**TEXT UNDER STUDY**
===

A woman's head is found in an Irish bog. Who is she and why was she beheaded? Cormac Macguire and Nora Gavin must find out. But obviously, someone doesn't want them there. Does this have something to do with the bog woman or with the missing wife and son of a local man?
An excellent mystery that incorporates Ireland's history as well as modern Ireland. The book's plot is solid and the writing is so clear that it makes you feel like you know the little village even if you have never been to Ireland.
One reviewer said "Erin Hart does for Galway what Sharyn McCrumb did for Appalachia." The book was excellent -- a complex but logical plot, interesting characters and interpersonal relationships, and a beautiful locale, all conveyed with nice use of language and image. I will definitely look for her second and subsequent books in what I understand will be a series.
Haunted Ground created an Irish setting that was just right, with its moody landscapes and the lovely, haunting music I could almost hear. It also provided pretty good writing and a fairly interesting plot. But the story was too complex, with multiple threads and a heavy reliance on coincidence, and the author wasn't quite up to the task of making all the disparate pieces work together smoothly. She couldn't make the characters work, either; to me they seemed rather bland and predictable. Not a bad beginning, but I probably won't be back for more of this series.
I've had this book on my shelf for awhile now,and only wished I had read it sooner,I loved it. Beautifully written and full of twist and turns. I learned a lot about Ireland and the bogs which I didn't know. The book kept my interest from start to finish.I will definitely read more by this author. Great book!
This book was really good. I enjoyed it enough to read the follow up, and will read the thrid as well. The main characters were vivid and interesting, and not your typical, cookie-cutter romantic pair, which was refreshing--they came across realistically where every action they took didn't seem like part of some master scheme to push them together in the last few pages. The plot kept me intrigued to the very end. My only complaints about the book were the yawning passages of descriptions. Every inch of every setting was described in minute detail, and there's a lot of medical and technical jargon thrown in that, unless you're a medical examiner or other medical professional (or, I suppose, if you watch a lot of CSI), won't make much sense to you. That didn't really deter me from enjoying the book (I did, after all, immediately pick up the sequel), but I did skim through several passages that were heavy on the medical terminology or lengthy scenery descriptions. I am not anti-descriptions. Some of my favorite authors slip huge passages of descriptions into their novels, which I love. Hart's descriptions came across as very clinical and dry to me, though. This is one of the rare times when I wished for more action, less chatter.

===

Point-per-instance location data:
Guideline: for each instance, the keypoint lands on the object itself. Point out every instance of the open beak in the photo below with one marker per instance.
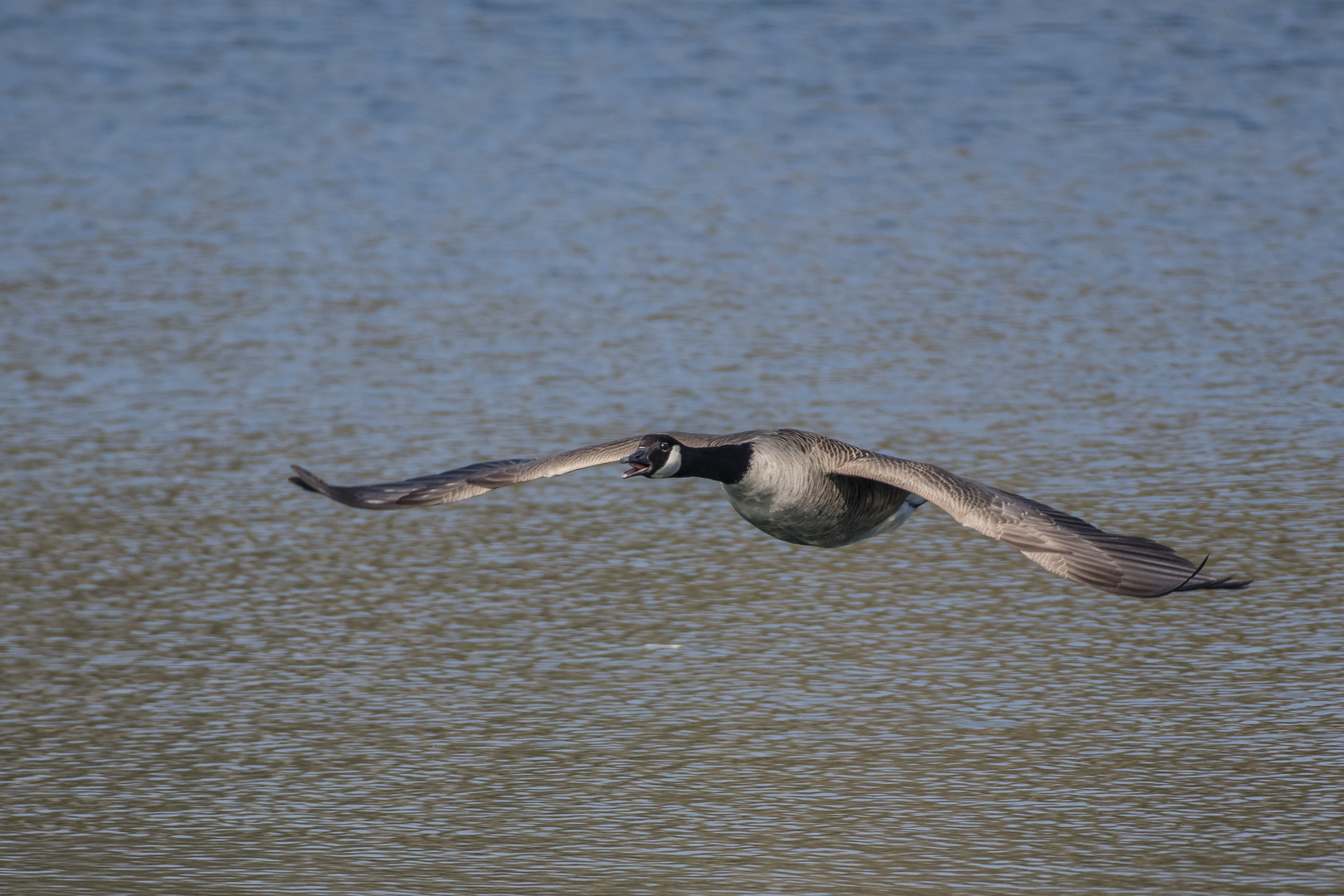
(639, 461)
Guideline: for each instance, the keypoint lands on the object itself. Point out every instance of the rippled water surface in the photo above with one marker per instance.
(1088, 251)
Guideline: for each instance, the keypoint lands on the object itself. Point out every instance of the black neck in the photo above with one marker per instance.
(724, 464)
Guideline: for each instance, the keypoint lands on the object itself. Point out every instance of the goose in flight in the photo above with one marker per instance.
(810, 489)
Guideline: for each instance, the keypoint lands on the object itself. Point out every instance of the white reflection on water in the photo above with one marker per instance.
(1086, 253)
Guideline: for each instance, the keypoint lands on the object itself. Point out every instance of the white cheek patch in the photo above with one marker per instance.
(671, 466)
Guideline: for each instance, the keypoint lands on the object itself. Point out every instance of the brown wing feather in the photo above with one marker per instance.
(477, 479)
(1053, 539)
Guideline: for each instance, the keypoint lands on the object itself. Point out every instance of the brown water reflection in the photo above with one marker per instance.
(1088, 254)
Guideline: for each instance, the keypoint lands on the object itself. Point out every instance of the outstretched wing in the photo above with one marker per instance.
(477, 479)
(1060, 543)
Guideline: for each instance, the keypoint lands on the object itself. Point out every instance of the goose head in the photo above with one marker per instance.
(657, 457)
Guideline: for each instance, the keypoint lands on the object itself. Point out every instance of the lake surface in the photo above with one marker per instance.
(1086, 251)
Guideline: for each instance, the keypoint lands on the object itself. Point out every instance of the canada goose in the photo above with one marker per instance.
(811, 489)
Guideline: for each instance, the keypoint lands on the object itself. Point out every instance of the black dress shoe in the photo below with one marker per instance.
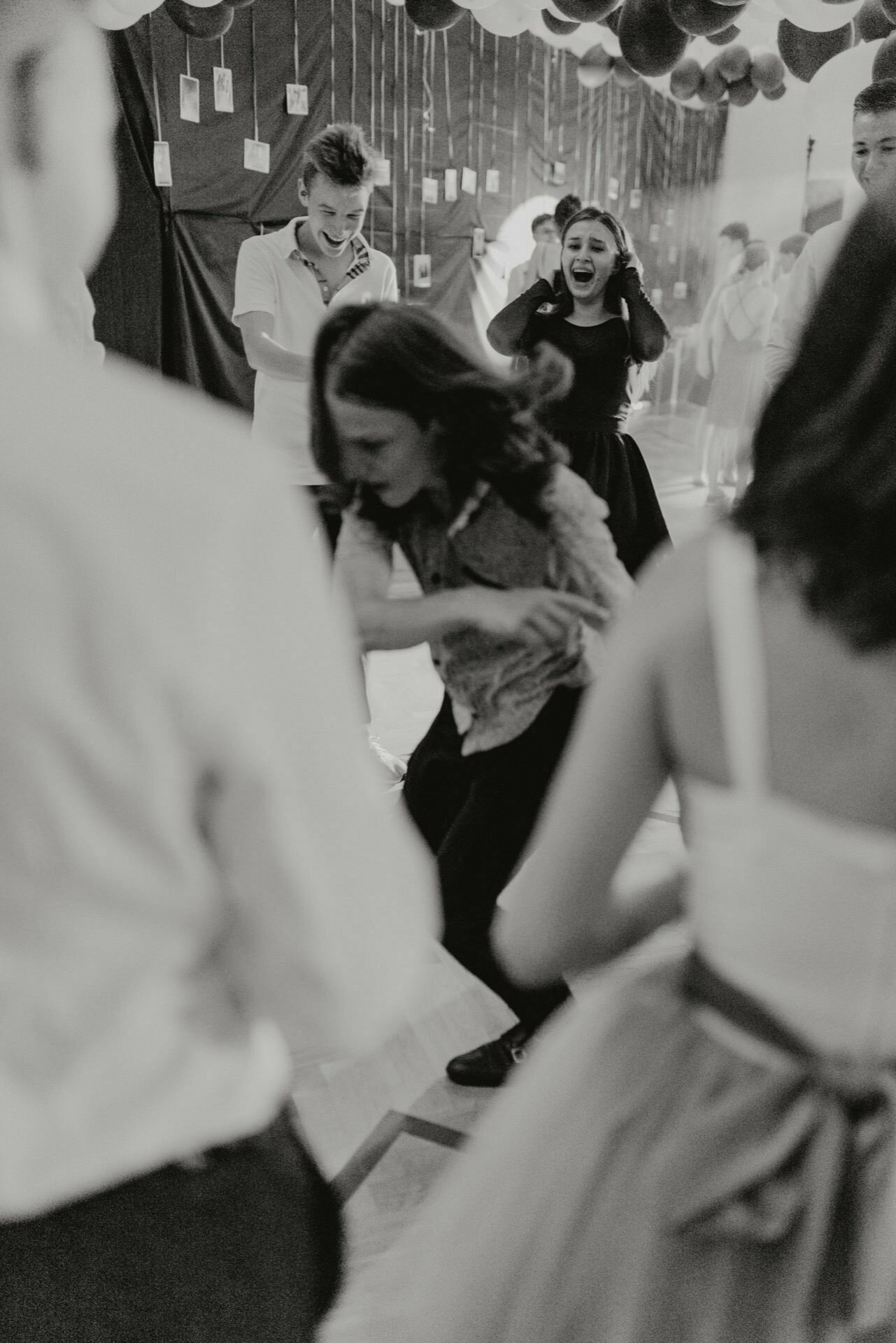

===

**WORK ITEM A**
Translate this sentence from the Haunted Ground reviews into French: "The book kept my interest from start to finish."
**WORK ITEM B**
According to the Haunted Ground reviews, which two characters must find out who the woman found in the bog is?
**WORK ITEM C**
Proceed with the Haunted Ground reviews from the point where they stop.

**ANSWER A**
Le livre a retenu mon intérêt du début à la fin.

**ANSWER B**
Cormac Macguire and Nora Gavin.

**ANSWER C**
Hailed by the Book-of-the-Month-Club as "the most auspicious mystery debut of the year with a unique feeling for place and depth of forensic details that chill," HAUNTED GROUND masterfully weaves Irish folklore, traditional music, and history into a tour de force of contemporary crime fiction.
Ah-h-h the Irish. In an Irish peat bog the perfectly preserved head of a red-haired young woman is found. American pathologist Nora Gavin and archaeologist Cormac Maguire are called to investigate. Slowly a dark history of secrets, betrayals and death are revealed. And the revelations of the past may lead to murder in the future. Ah-h-h the Irish!
Haunted by mystery. Haunted by music. Haunted by murder. A grisly discovery is made deep in an Irish peat bog-the perfectly preserved severed head of a red-haired young woman. Has she been buried for decades, centuries or longer?
I tried so hard to get through this book. The reviews for this book were encouraging, and the back cover blurb made this sound like my ideal story. I read 120 pages before I gave up. I couldn't have cared less about the characters, and the 120 pages I read dealt mostly with their personal baggage. I thought it was supposed to be a mystery...
American pathologist Nora Gavin and archaeologist Cormac Maguire are called in to investigate the head of a body found in a bog, it had been there for a very long time. They uncover many dark secret along the way.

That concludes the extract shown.